» GIVEN PASSAGE
☆ ☆ ☆
Unfortunately, the second half of the novel suffers from Cameron's inability to keep the plot simple. So many red herrings, coincidences, and contrivances are thrown into the narrative that the final segment explaining Whodunit is over ten pages long. Even after re-reading it several times I still couldn't figure exactly, what, had happened.
Summing up, I can't call 'Before It's Too Late' a neglected Pulp Fiction Gem. Perhaps it's unfair to reason that Cameron, who made a living from cranking out as many books as he could, was going to take the time to craft a stellar work of fiction. However, this is one Gold Medal Book that likely can stay on the shelf.
Friday, January 3, 2025
January is Gold Medal Books Month at the PorPor Books Blog
Here at the PorPor Books Blog, we like to take a break from reading and reviewing books on science fiction, fantasy, and horror, and instead profile books, fiction and nonfiction, from other genres and publication lines.
For January 2025, we're going to focus on those paperbacks of yore: Gold Medal Books. According to the Wiki entry, in 1950, "Roscoe Kent Fawcett wanted to establish a line of Fawcett paperbacks....Fawcett announced Gold Medal Books, their line of paperback originals." The Gold Medal line quickly became sales leaders, as they were marketed at the same retail outlets as were Fawcett's magazines.
According to Bookscans, in 1955 Fawcett began issuing its paperbacks under its Crest label. The line continued to publish titles in varied genres, such as romance, spy thrillers, melodramas, Vaguely Sleazy, science fiction, crime / detective, and historical dramas.
Growing up as a paperback collector, I never paid all that much attention to the Gold Medal Books lineup. I considered Gold Medal books to be rather old-fashioned and obsolete. My attitude towards the imprint changed a bit in 1987 when I read 'The Black Lizard Anthology of Crime Fiction,' edited by Ed Gorman.
In his Introduction, Gorman looks fondly back to his youth when he first bought a Gold Medal book:
I still remember buying it. I could hardly forget. It packed the same charge on anxiety as purchasing one's first teenage beer.
The woman behind the counter of the place....peered down at me and said, "Pretty racy stuff, isn't it ?"
Outside, shut of the woman, I got my first good glimpse of it then in the new spring sunshine.
The cover, designed by the masterful Michael Hooks, depicted one of his wild but forlorn red-heads submissive at the feet of a hood with a .45 in his hand....The title was in yellow, as was the medallion in the upper right hand that would virtually change my life.
Gold Medal book number 663 was DEATH TAKES THE BUS by Lionel White.
That was my first Gold Medal book.
I can't say that after reading Gorman's introduction I went out and snapped up every Gold Medal or Fawcett Crest paperback I could find, but when I did see these on the shelves of the used bookstores, and the titles lodged them in the detective / noir / private eye and sci-fi genres, well, I was a little more likely to buy them.
One thing I learned rather quickly was that Gorman, in his nostalgia, was avoiding a rather blunt truth: many of the Gold Medal titles, regardless of the genre, weren't very good........
Having accumulated a small library of Gold Medal books over the years, I thought that I'd start off 2025 by reviewing a bunch of them. Few Gold Medal titles are over 200 pp. in length, so it wasn't that hard of a journey in terms of sitting down and finishing six or seven of them.
It's well worth noting that the ability to compose a novel of short length, however commonplace it may have been 60-70 years ago, is a dying attribute. The 'Cormoran Strike' detective novels by J. K. Rowling (using the pen name 'Robert Galbraith') are over 900 pages (some over 1,000 pages) in length. I can't imagine reading a detective novel that requires 900 pages.
Anyways, with the asking prices for Gold Medal and Fawcett Crest books increasing with each passing year, hopefully these reviews will inform any decisions by my blog audience to invest in these titles.
☆ ☆ ☆
» DATA
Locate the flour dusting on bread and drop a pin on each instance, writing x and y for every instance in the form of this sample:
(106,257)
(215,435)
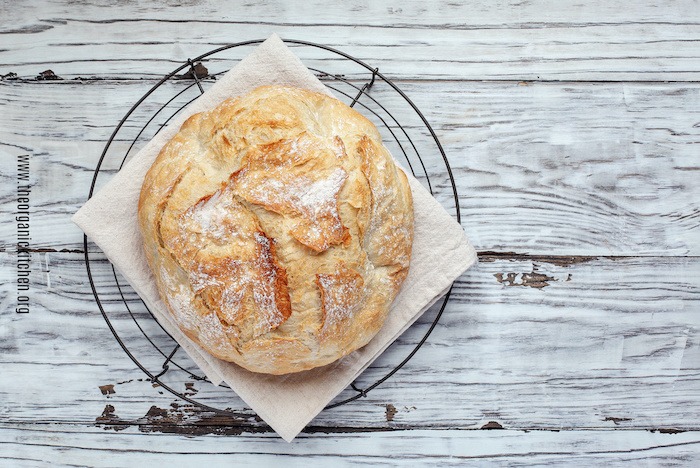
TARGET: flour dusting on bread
(279,229)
☆ ☆ ☆
» EXERCISE TASKS
• a. Write out the part of the Gold Medal Books blog post that opens with the words containing "The woman behind" and closes with "to buy them.".
• b. According to the Gold Medal Books blog post, in what year did Fawcett begin issuing its paperbacks under its Crest label?
The records aren't needed for this.

» RESULTS FOR THE EXERCISE
• a.
The woman behind the counter of the place....peered down at me and said, "Pretty racy stuff, isn't it ?"
Outside, shut of the woman, I got my first good glimpse of it then in the new spring sunshine.
The cover, designed by the masterful Michael Hooks, depicted one of his wild but forlorn red-heads submissive at the feet of a hood with a .45 in his hand....The title was in yellow, as was the medallion in the upper right hand that would virtually change my life.
Gold Medal book number 663 was DEATH TAKES THE BUS by Lionel White.
That was my first Gold Medal book.
I can't say that after reading Gorman's introduction I went out and snapped up every Gold Medal or Fawcett Crest paperback I could find, but when I did see these on the shelves of the used bookstores, and the titles lodged them in the detective / noir / private eye and sci-fi genres, well, I was a little more likely to buy them.

• b. 1955